# SELECTED PASSAGE
/---

It the good old days, the only way to get a direct flight between China and Taiwan, across the Taiwan Straights, was to be a Chinese air force pilot escaping over the gap to a new life in Taiwan. Such daring pilots gave the planes to Taiwan, and were awarded great honours, including their weight in gold. Not sure what happened to their families in China.
Or as Wikipedia notes:
In one case the official pilot hijacked the plane: in October, 1998, on an Air China flight from Beijing to Kunming in Yunnan, he flew to Taiwan after threatening to crash the plane killing the passengers if the other members of the crew prevented him from flying to Taiwan.

So this story from the BBC earlier this year is a promosing sign:
Direct China-Taiwan flights start
Direct commercial flights have resumed between historic foes China and Taiwan for the first time in 55 years.

Six flights from mainland China touched down in Taipei, and a Taiwanese airliner landed in Beijing on Saturday.

Dancing lions and dragons greeted the first flights to arrive on both sides, and beaming passengers said they hoped the flights would become permanent.

Taiwan has banned flights to mainland China for more than half a century for what it called security reasons.

Over the next three weeks, 48 flights are scheduled for the Lunar New Year holidays, also linking Beijing and Shanghai with Taiwan.

The resumption of the service marks a rare agreement across the Taiwan Strait, but underlying tensions between the two governments still remain.

Saturday's flights will have to pass through Hong Kong or Macau air space, but they do not have to stop there, slashing flight times by three hours.

'Taiwan in time for dinner'

The first flight to land in Taipei came from Guangzhou in China.

The 277 passengers on board were greeted by officials, Taiwanese lawmakers, and a huge crowd of reporters as they walked under an arch of red and yellow balloons after landing.

They mainly comprised Taiwanese business people and their families who live and work in China and are coming home to celebrate the Lunar New Year on 9 February, the most important holiday on the Chinese calendar.

\---

# INFORMATION PROVIDED
/---

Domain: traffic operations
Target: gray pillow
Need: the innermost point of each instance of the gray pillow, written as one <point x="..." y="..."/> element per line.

\---

List every number written in digits in the BBC story quoted in the passage, and state what each one refers to. Rely only on the passage for what follows.

# FINISHED ANSWER
- 55: the years since direct commercial flights last ran between China and Taiwan
- 48: the flights scheduled over the next three weeks for the Lunar New Year holidays
- 277: the passengers on board the first flight to land in Taipei
- 9: the day of the Lunar New Year, 9 February